**Goal**
Reproduce the items from the first line up to and including the line that contains "8], [241, 11]]", swapping "cloud" for "storm cloud" and leaving everything else unchanged. Omit the pictures from your answer.

**Listed records**
▽

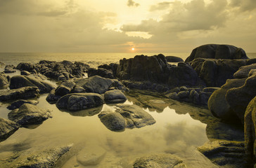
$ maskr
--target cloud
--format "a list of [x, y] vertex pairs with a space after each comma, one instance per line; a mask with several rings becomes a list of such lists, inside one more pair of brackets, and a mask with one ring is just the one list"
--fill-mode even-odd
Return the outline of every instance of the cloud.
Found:
[[132, 0], [128, 0], [127, 1], [127, 6], [135, 6], [137, 7], [139, 6], [139, 4], [136, 3], [135, 1], [132, 1]]
[[158, 3], [156, 5], [151, 6], [149, 9], [149, 11], [153, 12], [155, 10], [162, 10], [168, 9], [171, 4], [172, 2], [167, 2], [167, 1]]
[[251, 11], [256, 8], [255, 0], [231, 0], [230, 5], [238, 8], [241, 11]]

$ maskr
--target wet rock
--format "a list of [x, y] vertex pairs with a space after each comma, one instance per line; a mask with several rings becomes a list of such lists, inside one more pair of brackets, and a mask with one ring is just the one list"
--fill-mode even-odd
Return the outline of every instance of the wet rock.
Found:
[[72, 145], [54, 147], [37, 146], [17, 152], [6, 160], [1, 160], [2, 168], [9, 167], [56, 167], [58, 162], [71, 148]]
[[165, 59], [169, 62], [184, 62], [181, 58], [175, 56], [166, 56]]
[[62, 97], [56, 102], [60, 109], [79, 111], [96, 107], [103, 104], [101, 94], [96, 93], [72, 93]]
[[104, 158], [106, 151], [98, 146], [90, 146], [81, 150], [77, 155], [77, 160], [83, 166], [98, 164]]
[[14, 76], [11, 78], [10, 89], [18, 89], [27, 86], [37, 86], [40, 93], [50, 92], [55, 87], [41, 78], [25, 76]]
[[23, 87], [18, 89], [0, 91], [0, 102], [35, 98], [39, 96], [37, 87]]
[[104, 93], [104, 99], [107, 103], [122, 103], [127, 98], [122, 91], [119, 90], [109, 90]]
[[33, 105], [37, 105], [38, 104], [38, 102], [36, 100], [17, 100], [12, 103], [10, 106], [7, 106], [7, 108], [9, 110], [19, 108], [23, 104], [31, 104]]
[[75, 80], [74, 82], [84, 89], [87, 92], [103, 94], [111, 87], [114, 83], [111, 79], [107, 79], [98, 76], [94, 76], [88, 78]]
[[7, 88], [8, 84], [6, 76], [4, 73], [0, 73], [0, 88]]
[[238, 116], [231, 108], [225, 97], [229, 90], [242, 86], [245, 81], [245, 78], [227, 80], [225, 85], [212, 93], [208, 100], [208, 108], [215, 117], [229, 121], [237, 120]]
[[51, 115], [49, 111], [33, 104], [23, 104], [20, 108], [11, 111], [8, 118], [20, 125], [36, 125], [51, 118]]
[[245, 113], [245, 153], [248, 162], [256, 163], [255, 145], [256, 97], [249, 103]]
[[185, 62], [191, 62], [196, 58], [207, 59], [248, 59], [245, 52], [241, 48], [231, 45], [206, 44], [193, 50]]
[[159, 153], [137, 158], [134, 168], [185, 168], [183, 160], [171, 154]]
[[15, 70], [14, 68], [15, 66], [13, 65], [6, 65], [4, 68], [4, 72], [6, 74], [15, 72], [16, 70]]
[[198, 148], [212, 162], [228, 167], [247, 167], [243, 141], [210, 141]]
[[0, 142], [12, 135], [20, 127], [13, 121], [0, 118]]
[[[104, 114], [101, 114], [101, 113]], [[101, 122], [110, 130], [122, 132], [125, 130], [125, 120], [119, 113], [101, 112], [100, 117]]]
[[27, 71], [20, 71], [20, 75], [29, 76], [29, 75], [31, 75], [31, 74], [30, 74], [30, 72]]
[[249, 102], [256, 96], [256, 74], [248, 77], [239, 88], [226, 92], [226, 100], [230, 108], [243, 123], [244, 114]]
[[103, 68], [98, 68], [98, 69], [90, 68], [87, 71], [87, 74], [89, 77], [99, 76], [105, 78], [115, 78], [112, 70]]

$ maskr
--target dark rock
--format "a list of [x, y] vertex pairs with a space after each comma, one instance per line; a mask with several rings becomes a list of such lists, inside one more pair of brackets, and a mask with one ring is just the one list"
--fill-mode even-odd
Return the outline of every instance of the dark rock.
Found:
[[27, 71], [34, 73], [35, 70], [35, 66], [34, 64], [29, 62], [21, 62], [17, 65], [15, 69], [20, 70], [20, 71]]
[[27, 71], [20, 71], [20, 75], [29, 76], [29, 75], [31, 75], [31, 74]]
[[248, 59], [245, 52], [241, 48], [230, 45], [206, 44], [193, 50], [185, 62], [193, 61], [196, 58], [207, 59]]
[[212, 162], [227, 167], [247, 167], [243, 141], [210, 141], [198, 148]]
[[125, 120], [120, 113], [109, 112], [105, 115], [98, 116], [101, 116], [100, 119], [101, 122], [103, 123], [108, 130], [115, 132], [124, 131]]
[[53, 168], [62, 160], [64, 154], [71, 148], [72, 145], [62, 145], [54, 147], [39, 146], [27, 150], [17, 151], [15, 155], [6, 160], [1, 160], [2, 168], [33, 167]]
[[18, 89], [0, 91], [0, 102], [35, 98], [39, 96], [39, 90], [37, 87], [23, 87]]
[[51, 118], [49, 111], [41, 109], [35, 105], [23, 104], [20, 108], [8, 114], [8, 118], [20, 125], [37, 125]]
[[38, 104], [38, 102], [36, 100], [17, 100], [12, 103], [10, 106], [7, 106], [7, 108], [9, 110], [19, 108], [23, 104], [31, 104], [33, 105], [37, 105]]
[[85, 89], [87, 92], [103, 94], [110, 88], [114, 83], [111, 79], [107, 79], [98, 76], [94, 76], [88, 78], [75, 80], [77, 85]]
[[104, 93], [104, 99], [107, 103], [122, 103], [127, 98], [122, 91], [119, 90], [109, 90]]
[[6, 76], [4, 73], [0, 73], [0, 88], [7, 88], [8, 84]]
[[87, 74], [88, 77], [99, 76], [105, 78], [115, 78], [112, 70], [103, 68], [98, 68], [98, 69], [90, 68], [87, 71]]
[[20, 125], [13, 121], [0, 118], [0, 142], [12, 135]]
[[96, 107], [103, 104], [103, 97], [96, 93], [72, 93], [62, 97], [56, 102], [60, 109], [79, 111]]
[[249, 103], [245, 113], [245, 142], [247, 160], [256, 163], [255, 145], [256, 97]]
[[165, 58], [168, 62], [184, 62], [181, 58], [175, 56], [166, 56]]
[[137, 158], [134, 168], [185, 168], [183, 160], [171, 154], [159, 153]]
[[233, 74], [233, 76], [236, 78], [248, 78], [248, 74], [252, 69], [256, 69], [256, 64], [240, 67], [239, 70]]
[[27, 86], [37, 86], [40, 93], [50, 92], [55, 87], [40, 78], [25, 76], [14, 76], [11, 78], [10, 89], [18, 89]]

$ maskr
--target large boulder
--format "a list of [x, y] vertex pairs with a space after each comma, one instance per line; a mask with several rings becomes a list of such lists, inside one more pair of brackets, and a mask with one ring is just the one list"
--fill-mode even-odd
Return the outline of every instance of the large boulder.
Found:
[[137, 158], [134, 168], [186, 168], [183, 160], [171, 154], [158, 153]]
[[0, 142], [12, 135], [20, 127], [13, 121], [0, 118]]
[[37, 87], [23, 87], [18, 89], [0, 91], [0, 102], [35, 98], [39, 96]]
[[249, 103], [245, 113], [245, 153], [249, 162], [256, 164], [256, 97]]
[[104, 93], [104, 99], [107, 103], [122, 103], [127, 98], [122, 91], [119, 90], [109, 90]]
[[72, 145], [38, 146], [15, 151], [15, 153], [10, 158], [0, 160], [1, 167], [56, 167], [71, 148]]
[[114, 80], [104, 78], [98, 76], [94, 76], [88, 78], [75, 80], [74, 82], [85, 89], [87, 92], [103, 94], [114, 83]]
[[40, 93], [50, 92], [55, 87], [49, 83], [42, 80], [41, 78], [25, 76], [14, 76], [11, 78], [10, 89], [18, 89], [27, 86], [36, 86]]
[[103, 104], [103, 99], [99, 94], [72, 93], [59, 99], [56, 102], [56, 106], [59, 109], [80, 111], [97, 107]]
[[37, 125], [51, 118], [49, 111], [41, 109], [31, 104], [23, 104], [20, 108], [8, 114], [9, 120], [20, 125]]
[[0, 88], [6, 88], [8, 84], [6, 76], [4, 73], [0, 73]]
[[231, 45], [206, 44], [193, 50], [185, 62], [193, 61], [196, 58], [208, 59], [248, 59], [245, 52], [241, 48]]

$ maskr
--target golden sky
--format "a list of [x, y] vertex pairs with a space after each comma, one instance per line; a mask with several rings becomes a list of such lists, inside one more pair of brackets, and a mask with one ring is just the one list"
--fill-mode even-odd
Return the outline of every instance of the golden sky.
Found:
[[255, 0], [0, 0], [0, 52], [256, 52]]

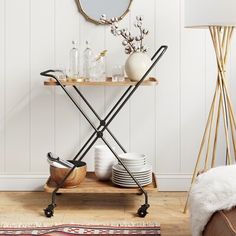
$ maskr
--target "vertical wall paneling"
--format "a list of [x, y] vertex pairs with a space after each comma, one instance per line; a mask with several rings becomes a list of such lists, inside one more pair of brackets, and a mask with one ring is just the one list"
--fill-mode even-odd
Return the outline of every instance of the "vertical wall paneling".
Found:
[[30, 168], [29, 6], [6, 1], [6, 171], [14, 173]]
[[[157, 173], [180, 171], [180, 1], [157, 0], [156, 40], [168, 45], [157, 67]], [[169, 17], [171, 16], [171, 17]]]
[[[132, 6], [131, 6], [132, 9]], [[120, 28], [129, 28], [129, 21], [130, 21], [130, 13], [119, 22]], [[110, 26], [106, 26], [106, 38], [105, 38], [105, 45], [106, 49], [108, 50], [107, 54], [107, 75], [112, 75], [112, 68], [116, 65], [125, 65], [125, 61], [128, 57], [127, 54], [124, 52], [124, 46], [122, 45], [123, 38], [122, 37], [115, 37], [110, 32]], [[106, 113], [110, 111], [113, 105], [117, 102], [120, 96], [124, 93], [124, 91], [128, 87], [106, 87], [105, 88], [105, 108]], [[110, 130], [114, 133], [117, 139], [121, 142], [122, 146], [129, 151], [130, 144], [129, 144], [129, 137], [130, 137], [130, 130], [129, 130], [129, 102], [122, 108], [120, 113], [116, 116], [116, 118], [110, 124]], [[122, 126], [122, 129], [120, 128]], [[110, 141], [110, 135], [107, 135], [106, 138]], [[115, 145], [116, 151], [119, 153], [121, 150], [118, 146]]]
[[184, 14], [180, 29], [181, 172], [191, 173], [205, 126], [205, 30], [184, 28]]
[[[55, 66], [69, 68], [72, 40], [79, 40], [79, 14], [75, 1], [55, 1]], [[71, 87], [67, 87], [73, 93]], [[79, 148], [79, 112], [60, 87], [55, 89], [55, 152], [65, 159]]]
[[5, 113], [4, 113], [4, 90], [5, 90], [5, 0], [0, 1], [0, 172], [4, 171], [4, 132], [5, 132]]
[[[54, 1], [31, 0], [31, 172], [48, 169], [53, 151], [53, 90], [43, 86], [40, 72], [54, 68]], [[40, 114], [40, 115], [39, 115]]]
[[[81, 21], [81, 29], [80, 29], [80, 34], [81, 34], [81, 45], [82, 45], [82, 50], [81, 53], [85, 49], [85, 41], [88, 40], [91, 49], [93, 52], [98, 55], [101, 51], [105, 49], [105, 28], [102, 25], [95, 25], [92, 24], [88, 21], [86, 21], [82, 16], [80, 17]], [[94, 109], [97, 111], [97, 113], [103, 117], [104, 116], [104, 87], [101, 86], [95, 86], [95, 87], [84, 87], [81, 89], [83, 94], [86, 96], [88, 101], [91, 103], [91, 105], [94, 107]], [[98, 119], [90, 112], [89, 108], [87, 107], [86, 104], [84, 104], [81, 101], [81, 105], [83, 110], [86, 112], [86, 114], [89, 115], [91, 118], [93, 124], [95, 126], [98, 126], [99, 121]], [[91, 126], [88, 124], [88, 122], [81, 117], [81, 130], [80, 130], [80, 141], [81, 144], [84, 144], [91, 135], [91, 133], [94, 131], [92, 130]], [[101, 140], [98, 140], [96, 144], [102, 144]], [[96, 145], [95, 144], [95, 145]], [[93, 157], [94, 157], [94, 149], [92, 148], [86, 155], [85, 161], [87, 162], [88, 169], [93, 170]]]
[[[149, 4], [142, 4], [142, 0], [134, 1], [131, 11], [131, 28], [134, 34], [138, 31], [133, 27], [137, 15], [143, 15], [143, 25], [148, 28], [149, 34], [144, 44], [149, 47], [148, 55], [154, 53], [155, 18], [154, 0]], [[153, 72], [151, 74], [153, 75]], [[150, 75], [151, 75], [150, 74]], [[149, 75], [149, 76], [150, 76]], [[155, 87], [140, 87], [131, 99], [130, 113], [130, 149], [132, 152], [145, 153], [149, 162], [155, 166]], [[147, 141], [148, 140], [148, 141]]]

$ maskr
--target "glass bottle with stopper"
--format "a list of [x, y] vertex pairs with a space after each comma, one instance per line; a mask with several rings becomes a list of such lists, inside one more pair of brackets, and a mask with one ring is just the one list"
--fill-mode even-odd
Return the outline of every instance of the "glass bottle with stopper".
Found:
[[72, 41], [73, 47], [70, 50], [69, 77], [71, 80], [79, 79], [79, 49], [78, 42]]

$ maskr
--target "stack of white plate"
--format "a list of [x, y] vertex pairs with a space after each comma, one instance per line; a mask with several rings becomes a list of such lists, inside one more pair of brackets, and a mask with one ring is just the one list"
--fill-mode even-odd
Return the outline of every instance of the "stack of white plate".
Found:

△

**Answer in full**
$ maskr
--target storm cloud
--format "a list of [x, y] vertex pairs with a space after each comma, one instance per line; a mask with several rings becomes a list of such lists, inside one more pair of brackets, and a mask with one ring is just the one list"
--fill-mode even-odd
Return the outline of every instance of the storm cloud.
Found:
[[132, 0], [128, 0], [127, 1], [127, 6], [135, 6], [137, 7], [139, 6], [139, 4], [136, 3], [135, 1], [132, 1]]
[[158, 3], [156, 5], [151, 6], [149, 9], [149, 11], [153, 12], [155, 10], [162, 10], [168, 9], [171, 4], [172, 2], [167, 2], [167, 1]]
[[251, 11], [256, 8], [255, 0], [231, 0], [230, 5], [238, 8], [241, 11]]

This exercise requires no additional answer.